* **What to work on**
Repeat the records exactly. Every line must match.

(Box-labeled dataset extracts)
□ □ □ □ □ □ □
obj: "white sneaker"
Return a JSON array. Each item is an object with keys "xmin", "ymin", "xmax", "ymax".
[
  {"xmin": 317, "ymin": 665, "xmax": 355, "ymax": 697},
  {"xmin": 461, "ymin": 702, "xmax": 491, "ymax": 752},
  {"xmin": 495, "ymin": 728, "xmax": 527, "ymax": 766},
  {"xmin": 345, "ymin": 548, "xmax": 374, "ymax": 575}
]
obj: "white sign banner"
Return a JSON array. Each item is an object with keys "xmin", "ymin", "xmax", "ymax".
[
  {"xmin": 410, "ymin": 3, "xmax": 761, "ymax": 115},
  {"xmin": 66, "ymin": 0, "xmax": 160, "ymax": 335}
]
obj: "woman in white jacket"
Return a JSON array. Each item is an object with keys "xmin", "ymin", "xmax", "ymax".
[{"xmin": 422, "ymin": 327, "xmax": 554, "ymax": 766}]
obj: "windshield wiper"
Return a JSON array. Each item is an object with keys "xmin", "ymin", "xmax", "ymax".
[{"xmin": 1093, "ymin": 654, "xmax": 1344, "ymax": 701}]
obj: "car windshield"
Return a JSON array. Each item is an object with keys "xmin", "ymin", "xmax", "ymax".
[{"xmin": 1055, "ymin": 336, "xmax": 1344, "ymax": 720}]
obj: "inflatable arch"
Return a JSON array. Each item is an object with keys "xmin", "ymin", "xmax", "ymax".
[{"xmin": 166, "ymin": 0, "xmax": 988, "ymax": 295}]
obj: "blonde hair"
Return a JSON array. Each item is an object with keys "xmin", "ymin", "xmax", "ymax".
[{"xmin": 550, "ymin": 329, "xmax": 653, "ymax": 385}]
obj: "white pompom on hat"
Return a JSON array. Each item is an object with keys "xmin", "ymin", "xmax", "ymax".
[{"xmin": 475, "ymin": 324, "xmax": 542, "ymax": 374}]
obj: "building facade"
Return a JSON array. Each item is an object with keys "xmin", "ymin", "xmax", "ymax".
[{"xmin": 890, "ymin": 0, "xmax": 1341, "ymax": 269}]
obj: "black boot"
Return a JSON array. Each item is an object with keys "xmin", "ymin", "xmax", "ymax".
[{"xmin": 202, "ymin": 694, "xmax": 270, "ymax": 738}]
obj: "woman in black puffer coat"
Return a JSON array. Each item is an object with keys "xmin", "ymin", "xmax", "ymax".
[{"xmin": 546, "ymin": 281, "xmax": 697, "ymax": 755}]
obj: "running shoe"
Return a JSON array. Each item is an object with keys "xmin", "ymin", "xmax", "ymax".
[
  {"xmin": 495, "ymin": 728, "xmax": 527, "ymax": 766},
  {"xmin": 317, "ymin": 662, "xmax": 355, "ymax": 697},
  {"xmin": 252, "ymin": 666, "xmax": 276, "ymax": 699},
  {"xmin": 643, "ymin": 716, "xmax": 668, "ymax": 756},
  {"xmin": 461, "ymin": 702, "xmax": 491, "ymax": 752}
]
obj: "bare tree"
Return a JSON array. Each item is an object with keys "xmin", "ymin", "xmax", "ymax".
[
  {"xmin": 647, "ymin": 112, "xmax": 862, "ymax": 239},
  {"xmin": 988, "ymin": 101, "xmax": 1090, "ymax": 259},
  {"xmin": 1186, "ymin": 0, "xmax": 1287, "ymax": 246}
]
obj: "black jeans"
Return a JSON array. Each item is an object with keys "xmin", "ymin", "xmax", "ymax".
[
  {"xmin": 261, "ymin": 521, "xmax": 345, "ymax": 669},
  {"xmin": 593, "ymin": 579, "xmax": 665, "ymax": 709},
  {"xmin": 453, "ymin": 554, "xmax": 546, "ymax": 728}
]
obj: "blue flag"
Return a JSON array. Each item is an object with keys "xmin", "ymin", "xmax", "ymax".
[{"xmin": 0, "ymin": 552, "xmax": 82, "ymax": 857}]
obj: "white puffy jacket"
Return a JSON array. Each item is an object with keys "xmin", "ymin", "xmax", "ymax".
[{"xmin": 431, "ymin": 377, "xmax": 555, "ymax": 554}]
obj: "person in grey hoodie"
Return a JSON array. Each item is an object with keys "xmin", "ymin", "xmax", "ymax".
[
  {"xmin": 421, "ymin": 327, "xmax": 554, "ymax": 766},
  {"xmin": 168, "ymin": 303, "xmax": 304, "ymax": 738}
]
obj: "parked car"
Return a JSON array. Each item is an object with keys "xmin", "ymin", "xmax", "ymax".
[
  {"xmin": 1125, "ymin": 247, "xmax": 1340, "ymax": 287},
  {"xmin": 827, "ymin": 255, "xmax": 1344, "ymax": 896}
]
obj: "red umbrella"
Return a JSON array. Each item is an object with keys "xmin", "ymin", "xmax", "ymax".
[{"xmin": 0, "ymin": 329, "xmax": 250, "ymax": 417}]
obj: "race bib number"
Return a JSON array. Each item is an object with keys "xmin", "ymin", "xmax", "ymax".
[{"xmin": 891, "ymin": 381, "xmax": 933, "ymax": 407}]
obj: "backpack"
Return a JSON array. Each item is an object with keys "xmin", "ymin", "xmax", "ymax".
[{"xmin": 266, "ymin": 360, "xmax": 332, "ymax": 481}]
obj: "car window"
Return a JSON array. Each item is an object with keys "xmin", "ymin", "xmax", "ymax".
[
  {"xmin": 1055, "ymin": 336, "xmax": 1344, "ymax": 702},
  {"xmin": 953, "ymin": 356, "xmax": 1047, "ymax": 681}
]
□ □ □ □ □ □ □
* **Response**
obj: "white sneaker"
Return a JSON array. Each item is an object with keys "xmin", "ymin", "xmax", "ymax".
[
  {"xmin": 317, "ymin": 665, "xmax": 355, "ymax": 697},
  {"xmin": 461, "ymin": 702, "xmax": 491, "ymax": 752},
  {"xmin": 495, "ymin": 728, "xmax": 527, "ymax": 766},
  {"xmin": 345, "ymin": 548, "xmax": 374, "ymax": 575}
]
obj: "white sign banner"
Return a JSON array. Each item is an object with keys "xmin", "ymin", "xmax", "ymax".
[
  {"xmin": 410, "ymin": 3, "xmax": 761, "ymax": 115},
  {"xmin": 66, "ymin": 0, "xmax": 160, "ymax": 335}
]
obj: "woman in white jacket"
Return a JSON array. Each item is an object with keys "xmin", "ymin", "xmax", "ymax".
[{"xmin": 422, "ymin": 327, "xmax": 554, "ymax": 766}]
obj: "windshield wiper"
Return a JSON array. Each item is an object with keys "xmin", "ymin", "xmax", "ymax".
[{"xmin": 1093, "ymin": 654, "xmax": 1344, "ymax": 701}]
obj: "car windshield"
Return a JSON array. Each item is an object with keys "xmin", "ymin", "xmax", "ymax".
[{"xmin": 1055, "ymin": 336, "xmax": 1344, "ymax": 720}]
obj: "inflatable arch"
Return a JSON array. Each item is an object with keys "xmin", "ymin", "xmax", "ymax".
[{"xmin": 166, "ymin": 0, "xmax": 988, "ymax": 295}]
obj: "blonde hair"
Return a JSON array. Each item is an object with keys "xmin", "ymin", "xmax", "ymax".
[{"xmin": 550, "ymin": 329, "xmax": 653, "ymax": 385}]
obj: "white pompom on hat"
Return a JSON array. Each item is an object with keys "xmin", "ymin", "xmax", "ymax".
[{"xmin": 475, "ymin": 324, "xmax": 542, "ymax": 374}]
obj: "building facade"
Return a JSON array. Each item is an object with keys "xmin", "ymin", "xmax", "ymax".
[{"xmin": 890, "ymin": 0, "xmax": 1341, "ymax": 269}]
obj: "black boot"
Return a JSON array. Each item is an object with keys "xmin", "ymin", "xmax", "ymax".
[{"xmin": 202, "ymin": 694, "xmax": 270, "ymax": 738}]
obj: "woman in black puffer coat"
Return a JSON array. Each item is an object with keys "xmin", "ymin", "xmax", "ymax".
[{"xmin": 546, "ymin": 281, "xmax": 697, "ymax": 755}]
obj: "running shoe"
Return a JSON array. Each item is an object with keys "xmin", "ymin", "xmax", "ymax".
[
  {"xmin": 495, "ymin": 728, "xmax": 527, "ymax": 766},
  {"xmin": 317, "ymin": 662, "xmax": 355, "ymax": 697},
  {"xmin": 252, "ymin": 666, "xmax": 276, "ymax": 699},
  {"xmin": 643, "ymin": 716, "xmax": 668, "ymax": 756},
  {"xmin": 461, "ymin": 702, "xmax": 491, "ymax": 752}
]
obj: "bare tree"
Return a JSON array. Each item is an object with keys "xmin", "ymin", "xmax", "ymax".
[
  {"xmin": 647, "ymin": 112, "xmax": 862, "ymax": 239},
  {"xmin": 988, "ymin": 101, "xmax": 1090, "ymax": 259},
  {"xmin": 1186, "ymin": 0, "xmax": 1287, "ymax": 246}
]
obj: "black jeans"
Return a JSON array. Each item is an object with keys "xmin", "ymin", "xmax", "ymax".
[
  {"xmin": 261, "ymin": 521, "xmax": 345, "ymax": 669},
  {"xmin": 593, "ymin": 579, "xmax": 665, "ymax": 709},
  {"xmin": 453, "ymin": 554, "xmax": 546, "ymax": 728}
]
obj: "blue flag"
Return a JSON array. Each item is an object with keys "xmin", "ymin", "xmax", "ymax".
[{"xmin": 0, "ymin": 552, "xmax": 82, "ymax": 857}]
obj: "white puffy jacket"
Return a JSON array. Each item is an object with keys "xmin", "ymin", "xmax", "ymax".
[{"xmin": 431, "ymin": 377, "xmax": 555, "ymax": 554}]
obj: "person in grey hoodie"
Return a JSON array. Each item is an object with keys "xmin", "ymin", "xmax", "ymax".
[
  {"xmin": 421, "ymin": 327, "xmax": 554, "ymax": 766},
  {"xmin": 168, "ymin": 303, "xmax": 304, "ymax": 738}
]
obj: "parked car"
Return a JSON array. Each item is an object with keys "xmin", "ymin", "xmax", "ymax".
[
  {"xmin": 1125, "ymin": 247, "xmax": 1340, "ymax": 287},
  {"xmin": 827, "ymin": 255, "xmax": 1344, "ymax": 896}
]
obj: "red umbrella"
Return a JSON array. Each item is an object with keys "xmin", "ymin", "xmax", "ymax".
[{"xmin": 0, "ymin": 329, "xmax": 250, "ymax": 417}]
obj: "race bib number"
Return a JSON array. Each item is an object with keys "xmin", "ymin", "xmax", "ymax".
[{"xmin": 891, "ymin": 381, "xmax": 933, "ymax": 407}]
obj: "backpack"
Return a JSON array. Each item is an object with keys "xmin", "ymin", "xmax", "ymax".
[{"xmin": 266, "ymin": 360, "xmax": 332, "ymax": 481}]
obj: "car window"
Return a JSON array. Each item is an object with keys "xmin", "ymin", "xmax", "ymax".
[
  {"xmin": 1055, "ymin": 336, "xmax": 1344, "ymax": 702},
  {"xmin": 953, "ymin": 356, "xmax": 1047, "ymax": 681}
]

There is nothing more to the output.